What you have to do: Each record below must be returned exactly, with no line left out.

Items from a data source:
---*---

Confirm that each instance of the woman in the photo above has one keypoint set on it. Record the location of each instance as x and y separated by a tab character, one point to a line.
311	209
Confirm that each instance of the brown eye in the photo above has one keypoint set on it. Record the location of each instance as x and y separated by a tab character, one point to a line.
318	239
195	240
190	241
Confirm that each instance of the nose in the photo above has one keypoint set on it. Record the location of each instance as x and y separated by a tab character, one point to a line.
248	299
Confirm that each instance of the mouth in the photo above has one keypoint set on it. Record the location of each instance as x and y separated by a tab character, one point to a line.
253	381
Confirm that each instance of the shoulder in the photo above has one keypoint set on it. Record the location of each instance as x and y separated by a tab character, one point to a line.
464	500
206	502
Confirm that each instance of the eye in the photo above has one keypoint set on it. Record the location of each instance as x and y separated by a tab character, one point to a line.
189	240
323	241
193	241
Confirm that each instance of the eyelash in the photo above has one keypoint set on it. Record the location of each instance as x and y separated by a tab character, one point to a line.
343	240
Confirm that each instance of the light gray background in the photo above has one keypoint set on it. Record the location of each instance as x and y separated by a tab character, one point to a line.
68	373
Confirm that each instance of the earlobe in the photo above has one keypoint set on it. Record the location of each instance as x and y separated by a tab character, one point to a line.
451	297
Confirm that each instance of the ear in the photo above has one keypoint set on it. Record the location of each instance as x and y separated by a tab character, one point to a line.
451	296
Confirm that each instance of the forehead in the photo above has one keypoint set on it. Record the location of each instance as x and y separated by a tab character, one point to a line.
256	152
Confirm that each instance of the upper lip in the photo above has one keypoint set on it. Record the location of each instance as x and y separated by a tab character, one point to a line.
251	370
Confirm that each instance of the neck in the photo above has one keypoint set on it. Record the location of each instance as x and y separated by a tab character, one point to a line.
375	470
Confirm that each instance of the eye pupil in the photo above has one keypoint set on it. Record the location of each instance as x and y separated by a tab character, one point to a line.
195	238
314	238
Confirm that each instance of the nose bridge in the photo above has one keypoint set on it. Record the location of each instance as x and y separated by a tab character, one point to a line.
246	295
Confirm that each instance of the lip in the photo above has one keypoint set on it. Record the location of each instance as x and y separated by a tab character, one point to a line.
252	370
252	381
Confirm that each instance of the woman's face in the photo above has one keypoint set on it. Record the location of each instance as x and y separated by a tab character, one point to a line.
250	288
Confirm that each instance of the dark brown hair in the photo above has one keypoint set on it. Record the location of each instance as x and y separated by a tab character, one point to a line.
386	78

---*---

Result for this task:
Confirm that each instance of the woman in the photo above has one keypoint set on it. Record the location of each instance as x and y separated by a tab character, one point to a line.
311	209
Confirm that each instance of the brown eye in the photo above has one keypoint set on it. Record the location of each instance as x and y separated by a tab character, one point to a line.
318	239
195	240
190	241
Confirm that each instance of the nose in the photo above has one keypoint set on it. Record the location of each instance as x and y separated by a tab character, one point to a line.
248	299
Confirm that each instance of the mouth in the photo above has one keypoint set on it. Record the location of each instance as x and y separated by a tab character, one point to a line.
253	381
Confirm that each instance of the shoulder in the photo above has one keypoint set on it. Record the location of each instance as x and y separated by a tab character, one point to a line.
464	500
206	502
Confirm that each instance of the eye in the photo above has one keypoint set on it. Record the location of each instance as x and y separated by a tab character, one point to a line.
189	240
323	241
193	241
Confirm that each instance of the eyelash in the photo above has one keypoint set on it. Record the location of each instance as x and y separated by a tab character, one point to a line.
343	240
Confirm that each instance of the light gray background in the photo above has one keypoint set on it. Record the location of each instance as x and y separated by a tab character, one point to a line.
68	373
Confirm that each instance of the earlobe in the photo above has one keypoint set on it. Record the location of each instance as x and y separated by a tab character, one point to a line.
451	297
Confirm that each instance of the ear in the photo above has one keypoint set on it. Record the location of each instance as x and y separated by a tab character, one point to a line.
451	296
Confirm that each instance of the forehead in the photo above has one keypoint set on it. Record the location of each instance as x and y separated by a tab character, one point to a line.
256	152
Confirm that each instance of the upper lip in the photo above has one keypoint set on it. Record the location of each instance as x and y separated by a tab character, one point to a line.
251	370
Confirm that each instance of the neck in the photo above has one keypoint set on it. Record the location of each instance as x and y separated by a tab character, one point to a line.
375	470
Confirm that each instance of the eye pupil in the photo above has one keypoint set on it. Record the location of each instance as x and y separated by a tab character, one point to a line.
195	238
314	238
Confirm that each instance of the nose bridge in the photo above has one keypoint set on it. Record the location of each instance as x and y separated by a tab character, one point to a line.
246	295
Confirm that each instance of the lip in the photo above has one keypoint set on it. Record the location of each instance as x and y separated by a tab character, one point to a line.
252	370
252	381
Confirm that each instance of the woman's face in the photo above has one keypoint set on it. Record the location of each instance as x and y separated by a tab character, one point to a line.
250	288
Confirm that each instance of the dark brown hair in the photo above has one keypoint set on it. Record the location of each instance as x and y separated by a tab character, one point to a line.
386	78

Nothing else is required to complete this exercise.